=== Text segment ===
Aminoacyl-tRNA Synthetases (AARS) are enzymes that charge (acylate) tRNAs with amino acids. These charged aminoacyl tRNAs then participate in mRNA translation and protein synthesis. The AARS show high specificity for charging a specific tRNA with the appropriate amino acid, for example valyl-tRNA with valine by valyl-tRNA synthetase or tryptophanyl-tRNA with tryptophan by tryptophanyl-tRNA synthetase. In general, per organism there are at least one AARS for each of the twenty amino acids. There are exceptions however. AARS are ancient enzymes, having functioned in translation since early life evolution. Some have speculated that the earliest aminoacyl-tRNA synthetases were mRNAs, not proteins, with the proteinaceous AARS described here emerging later (Neidhardt et al., (1975) Annu. Rev. Microbiol. 29:215-250). AARS are structurally diverse, although AARSs for some amino acids are more closely related than for others. AARSs are generally divided into two classes, class I and class II based on structural similarity and amino acid preferences (Eriani et al., (1990) Nature 347:203-206).
Plants like all other cellular organisms have aminoacyl-tRNA synthetases. However, a full description of the plant ‘complement’ of aminoacyl-tRNA synthetases has not yet been described. Full-length cDNA, genomic clones, and EST sequences for a variety of plant aminoacyl-tRNA synthetases are known. However, several anticipated aminoacyl-tRNA synthetases have not been discovered.
===
→ **Exercise aim**: Reproduce the part of the aminoacyl-tRNA synthetase passage starting with "Plants like all" and going on through "not been discovered.". Work only from the passage on aminoacyl-tRNA synthetases.
=== Dataset ===
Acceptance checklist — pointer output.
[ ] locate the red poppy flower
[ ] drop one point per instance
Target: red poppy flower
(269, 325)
===
=== Dataset ===
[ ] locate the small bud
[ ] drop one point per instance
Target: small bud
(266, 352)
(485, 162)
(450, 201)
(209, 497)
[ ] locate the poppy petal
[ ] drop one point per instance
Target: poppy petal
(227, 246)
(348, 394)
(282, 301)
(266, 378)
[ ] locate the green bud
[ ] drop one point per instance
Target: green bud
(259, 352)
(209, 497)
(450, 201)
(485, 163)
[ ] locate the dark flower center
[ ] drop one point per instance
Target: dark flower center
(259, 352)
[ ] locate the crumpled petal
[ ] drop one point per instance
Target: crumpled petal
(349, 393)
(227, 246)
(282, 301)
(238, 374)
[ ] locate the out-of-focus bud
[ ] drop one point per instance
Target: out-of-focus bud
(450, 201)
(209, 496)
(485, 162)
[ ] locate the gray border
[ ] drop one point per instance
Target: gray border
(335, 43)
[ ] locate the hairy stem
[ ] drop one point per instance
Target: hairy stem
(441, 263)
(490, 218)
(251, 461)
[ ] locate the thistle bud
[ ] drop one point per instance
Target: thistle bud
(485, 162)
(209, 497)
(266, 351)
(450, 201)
===
=== Dataset ===
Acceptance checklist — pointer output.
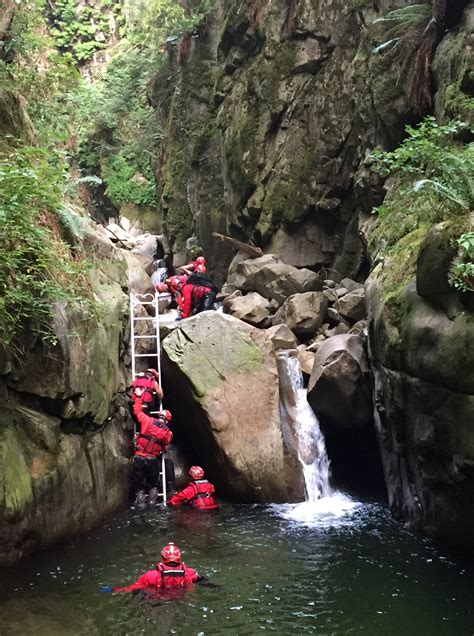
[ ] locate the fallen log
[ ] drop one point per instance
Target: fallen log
===
→ **Result of this task**:
Plants like all other cellular organisms have aminoacyl-tRNA synthetases. However, a full description of the plant ‘complement’ of aminoacyl-tRNA synthetases has not yet been described. Full-length cDNA, genomic clones, and EST sequences for a variety of plant aminoacyl-tRNA synthetases are known. However, several anticipated aminoacyl-tRNA synthetases have not been discovered.